**TEXTE SOURCE**
Pour résoudre ce paradoxe, les militantes doivent forger des alliances stratégiques tant au Kurdistan qu'à l'international. La solidarité avec les mouvements féministes mondiaux est cruciale pour renforcer les droits des femmes au Kurdistan irakien. Cependant, l'environnement politique reste préoccupant. En août 2024, des milliers de femmes ont protesté contre des propositions législatives visant à légaliser le mariage des enfants, une question d'autant plus sensible à la lumière des atrocités commises par Daech.
Les violations des droits humains et les abus commis à l’encontre des femmes, comme les mariages forcés, soulignent l'urgence d'une réforme législative. En 2019, le Comité pour l'élimination de la discrimination à l'égard des femmes (CEDAW) a identifié ces pratiques comme contreproductives et a exhorté l'Irak à « adopter une stratégie globale visant à éliminer les stéréotypes discriminatoires et les pratiques préjudiciables telles que les mariages d’enfants, les mariages temporaires (moutaa), les mariages forcés, les mutilations génitales féminines et les crimes dits d’honneur, y compris des programmes de sensibilisation et d’éducation à l’intention du grand public, des dirigeants religieux et communautaires et des médias, en collaboration avec la société civile et les organisations de femmes »10. Or, ces modifications récentes aggravent les inégalités hommes-femmes11.

**TÂCHE 1**
Recopiez à l'identique tout le passage du texte source, depuis « Pour résoudre ce » jusqu'à « commises par Daech. ».
**TÂCHE 2**
D'après le texte source, contre quoi des milliers de femmes ont-elles protesté en août 2024 ?
**TÂCHE 3**
Dressez la liste des pratiques préjudiciables que le texte source cite après les mots « telles que ».
Le matériel qui suit n'a aucun lien avec le texte source.

Entrées enregistrées:
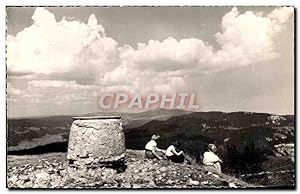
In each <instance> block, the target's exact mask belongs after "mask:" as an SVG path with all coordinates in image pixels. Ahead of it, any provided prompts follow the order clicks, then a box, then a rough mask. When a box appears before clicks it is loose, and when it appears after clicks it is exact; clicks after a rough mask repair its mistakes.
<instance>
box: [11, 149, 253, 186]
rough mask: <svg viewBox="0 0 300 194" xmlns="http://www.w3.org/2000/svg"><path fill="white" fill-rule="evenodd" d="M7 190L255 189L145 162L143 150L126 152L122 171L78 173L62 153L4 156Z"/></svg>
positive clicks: (182, 167)
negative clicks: (11, 188)
mask: <svg viewBox="0 0 300 194" xmlns="http://www.w3.org/2000/svg"><path fill="white" fill-rule="evenodd" d="M7 163H8V173H7V176H8V177H7V186H8V188H88V189H105V188H116V189H118V188H134V189H139V188H249V187H257V186H254V185H250V184H247V183H245V182H244V181H241V180H239V179H237V178H235V177H230V176H227V175H225V174H220V175H217V174H212V173H207V172H204V170H203V169H202V168H201V166H199V165H188V164H176V163H171V162H168V161H158V160H148V159H146V158H145V157H144V151H138V150H127V151H126V166H127V167H126V169H125V171H123V172H117V170H115V169H111V168H105V167H101V168H95V169H88V170H87V171H78V172H77V173H76V174H74V173H72V172H74V171H73V170H74V169H72V168H70V167H68V165H67V159H66V153H48V154H42V155H26V156H14V155H8V160H7Z"/></svg>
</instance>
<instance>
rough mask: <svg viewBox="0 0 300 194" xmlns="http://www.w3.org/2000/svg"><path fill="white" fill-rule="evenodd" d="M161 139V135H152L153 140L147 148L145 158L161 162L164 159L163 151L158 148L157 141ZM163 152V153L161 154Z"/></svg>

**RÉPONSE RÉDIGÉE 1**
Pour résoudre ce paradoxe, les militantes doivent forger des alliances stratégiques tant au Kurdistan qu'à l'international. La solidarité avec les mouvements féministes mondiaux est cruciale pour renforcer les droits des femmes au Kurdistan irakien. Cependant, l'environnement politique reste préoccupant. En août 2024, des milliers de femmes ont protesté contre des propositions législatives visant à légaliser le mariage des enfants, une question d'autant plus sensible à la lumière des atrocités commises par Daech.

**RÉPONSE RÉDIGÉE 2**
Contre des propositions législatives visant à légaliser le mariage des enfants.

**RÉPONSE RÉDIGÉE 3**
- les mariages d'enfants
- les mariages temporaires (moutaa)
- les mariages forcés
- les mutilations génitales féminines
- les crimes dits d'honneur